Alıntı Metin:
______

Amaçları ise şöyledir: ekonomik istikrarın sağlanması,
fiyat istikrarı, tam istihdam.
#21
SORU:
Kaynak kullanım ve dağılımında etkinliğin sağlanması
için Maliye Politikasını uygulayan devletin araçları
nelerdir?
CEVAP:
Kamu Gelirleri Politikası (Vergi Politikası), Kamu
Giderleri Politikası, Borçlanma Politikası, Borç İdaresi
Politikası ve Bütçe Politikası.
#22
SORU:
Devlet ekonomik büyüme ve kalkınmanın sağlanması
için uyguladığı dış ticaret politikasında nelerden
yararlanır?
CEVAP:
Tarifeler, Miktar Kısıtlamaları (Kota/Kontenjan
sistemi), Kambiyo Rejimi, Serbest, Döviz Kuru Rejimi,
Sabit Döviz Kuru Rejimi, İhracatın Teşviki, Kambiyo
İstikrar Fonu.
#23
SORU:
Devletin Miktar, Fiyat, Ücret Kontrolleri, Döviz Kuru
ve Faiz Kontrollerinin uygulandığı politika nedir?
Amacını açıklayınız.
CEVAP:
Devlet adil bir gelir ve servet dağılımının
sağlanması için Regülasyon ve Kontrol politikası
uygulamaktadır.
#24
SORU:
Ödemeler bilançosunda dengenin sağlanması için
hangi politika hangi araçlarla uygulanır?
CEVAP:
Kamu girişimciliği politikası uygulanır. Araçları
ise kamu iktisadi girişimciliği ve karma iktisadi
girişimciliğidir.
#25
SORU:
“Piyasa başarısızlığı teorisi"nin ortaya çıkışını açıklayınız.

______

Verilen Kayıtlar:
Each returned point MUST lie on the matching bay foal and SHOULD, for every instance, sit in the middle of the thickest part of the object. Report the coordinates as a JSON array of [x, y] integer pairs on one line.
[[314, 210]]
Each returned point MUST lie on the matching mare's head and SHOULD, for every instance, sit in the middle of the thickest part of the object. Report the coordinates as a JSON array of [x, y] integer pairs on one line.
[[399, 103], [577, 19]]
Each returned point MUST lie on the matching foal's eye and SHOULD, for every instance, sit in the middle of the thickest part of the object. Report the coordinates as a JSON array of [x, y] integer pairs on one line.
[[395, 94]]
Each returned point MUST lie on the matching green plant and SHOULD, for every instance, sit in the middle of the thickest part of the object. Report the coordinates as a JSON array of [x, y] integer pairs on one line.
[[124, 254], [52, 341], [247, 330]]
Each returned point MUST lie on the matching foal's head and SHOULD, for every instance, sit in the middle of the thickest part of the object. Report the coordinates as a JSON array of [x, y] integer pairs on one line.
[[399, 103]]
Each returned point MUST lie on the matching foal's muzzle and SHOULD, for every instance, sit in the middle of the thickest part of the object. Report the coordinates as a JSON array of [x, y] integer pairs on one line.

______

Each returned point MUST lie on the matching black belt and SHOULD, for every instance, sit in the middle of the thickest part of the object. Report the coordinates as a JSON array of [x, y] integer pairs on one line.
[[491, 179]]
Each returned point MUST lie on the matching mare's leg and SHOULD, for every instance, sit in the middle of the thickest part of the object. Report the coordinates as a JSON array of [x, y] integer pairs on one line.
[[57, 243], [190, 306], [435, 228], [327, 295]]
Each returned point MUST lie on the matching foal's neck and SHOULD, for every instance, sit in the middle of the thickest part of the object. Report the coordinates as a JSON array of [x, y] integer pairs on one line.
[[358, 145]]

______

Amaç: Alıntı metne göre devlet, adil bir gelir ve servet dağılımı sağlamak için hangi politikayı uygular? Kayıtlar başka bir kaynaktan alınmıştır.

Görevin Sonucu: Regülasyon ve Kontrol politikasını uygular.